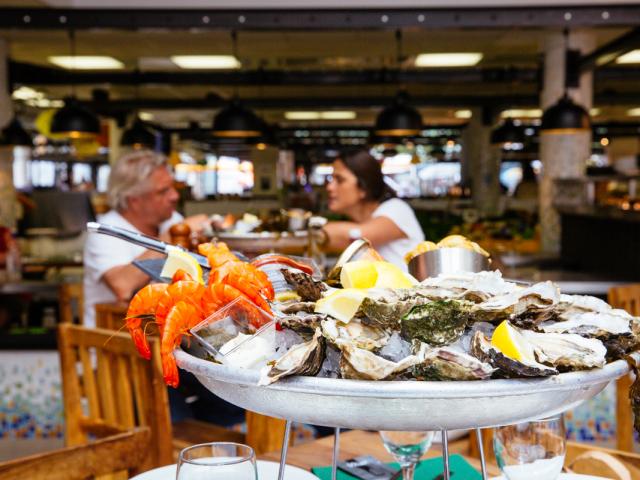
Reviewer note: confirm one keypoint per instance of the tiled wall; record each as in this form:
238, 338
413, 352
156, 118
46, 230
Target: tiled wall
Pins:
30, 395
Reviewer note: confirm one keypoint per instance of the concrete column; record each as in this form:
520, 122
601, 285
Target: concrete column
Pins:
481, 164
562, 155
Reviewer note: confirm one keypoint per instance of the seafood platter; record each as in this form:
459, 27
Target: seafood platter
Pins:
371, 347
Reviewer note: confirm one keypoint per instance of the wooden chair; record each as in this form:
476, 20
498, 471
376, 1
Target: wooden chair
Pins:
626, 297
124, 452
70, 294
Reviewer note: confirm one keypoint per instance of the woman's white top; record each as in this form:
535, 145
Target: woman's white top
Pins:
400, 213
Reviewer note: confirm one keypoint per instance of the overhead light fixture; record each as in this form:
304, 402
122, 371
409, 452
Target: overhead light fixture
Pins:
437, 60
139, 136
86, 62
237, 121
328, 115
565, 117
399, 119
507, 133
14, 134
522, 113
630, 57
75, 121
206, 62
463, 114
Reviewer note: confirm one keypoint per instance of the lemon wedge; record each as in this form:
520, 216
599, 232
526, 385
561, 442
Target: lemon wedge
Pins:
286, 296
341, 304
368, 274
181, 260
512, 343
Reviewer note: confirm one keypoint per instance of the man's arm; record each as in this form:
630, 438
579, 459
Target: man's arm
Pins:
125, 280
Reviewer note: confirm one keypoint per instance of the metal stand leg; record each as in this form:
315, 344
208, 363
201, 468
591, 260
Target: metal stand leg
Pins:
445, 455
285, 447
483, 464
336, 450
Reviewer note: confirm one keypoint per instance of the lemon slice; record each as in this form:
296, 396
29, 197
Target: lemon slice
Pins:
359, 274
341, 304
392, 276
512, 343
181, 260
286, 296
368, 274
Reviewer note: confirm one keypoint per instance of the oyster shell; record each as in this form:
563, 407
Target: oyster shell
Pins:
537, 301
567, 350
436, 323
356, 333
357, 363
385, 307
475, 287
507, 367
302, 359
446, 363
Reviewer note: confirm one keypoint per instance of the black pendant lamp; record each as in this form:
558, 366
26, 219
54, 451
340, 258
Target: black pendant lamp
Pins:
399, 119
139, 136
75, 121
564, 117
506, 133
237, 121
14, 134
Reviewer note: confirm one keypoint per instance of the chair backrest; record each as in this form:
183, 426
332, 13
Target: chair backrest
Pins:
126, 451
71, 293
107, 388
626, 297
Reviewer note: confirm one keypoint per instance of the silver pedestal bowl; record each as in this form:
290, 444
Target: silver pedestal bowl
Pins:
402, 405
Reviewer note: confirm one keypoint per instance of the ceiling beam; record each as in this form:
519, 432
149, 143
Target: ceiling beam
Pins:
609, 52
321, 19
29, 74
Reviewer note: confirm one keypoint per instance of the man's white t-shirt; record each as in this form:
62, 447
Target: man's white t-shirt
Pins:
400, 213
102, 253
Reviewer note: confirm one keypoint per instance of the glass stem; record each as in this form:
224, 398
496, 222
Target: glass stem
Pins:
407, 471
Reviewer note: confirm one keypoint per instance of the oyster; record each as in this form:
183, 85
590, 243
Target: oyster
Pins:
475, 287
357, 363
534, 302
302, 359
507, 367
436, 323
567, 350
304, 324
310, 290
446, 363
385, 307
356, 333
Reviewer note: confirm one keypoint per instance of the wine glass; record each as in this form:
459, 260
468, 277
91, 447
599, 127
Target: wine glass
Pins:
217, 460
407, 448
531, 450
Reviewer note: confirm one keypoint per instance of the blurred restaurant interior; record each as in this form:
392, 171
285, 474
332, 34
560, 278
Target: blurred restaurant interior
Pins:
516, 125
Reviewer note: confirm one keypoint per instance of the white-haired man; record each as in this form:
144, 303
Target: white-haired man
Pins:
142, 199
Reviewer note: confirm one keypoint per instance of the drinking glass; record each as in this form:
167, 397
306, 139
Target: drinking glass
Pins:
407, 448
217, 461
531, 450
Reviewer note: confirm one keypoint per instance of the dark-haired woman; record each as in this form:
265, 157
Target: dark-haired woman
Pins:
357, 189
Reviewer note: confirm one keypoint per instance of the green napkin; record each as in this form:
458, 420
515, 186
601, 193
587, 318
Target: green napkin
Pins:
427, 470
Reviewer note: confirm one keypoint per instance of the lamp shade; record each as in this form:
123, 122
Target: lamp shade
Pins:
75, 121
139, 135
508, 132
15, 134
399, 119
565, 116
237, 121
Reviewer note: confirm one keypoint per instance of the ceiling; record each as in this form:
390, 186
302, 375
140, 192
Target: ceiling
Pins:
299, 50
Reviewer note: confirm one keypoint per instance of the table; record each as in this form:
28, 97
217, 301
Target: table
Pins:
358, 442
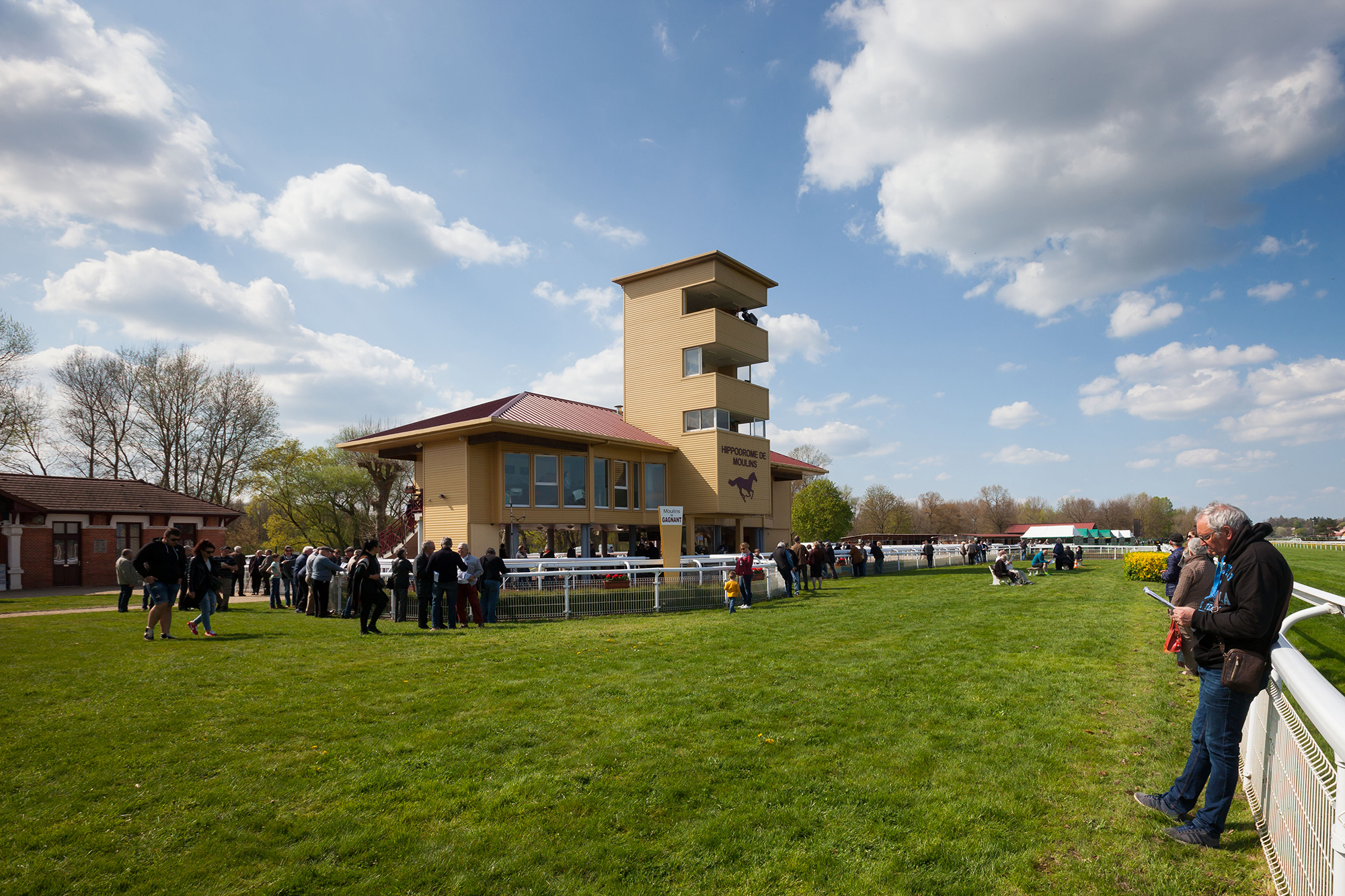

Aim of the exercise >> Return every line of the material in which the word "stem" is found.

Result of this task >>
Reviewer note: confirm one keypoint per instance of the glass stem; record each as in this form:
Target: glass stem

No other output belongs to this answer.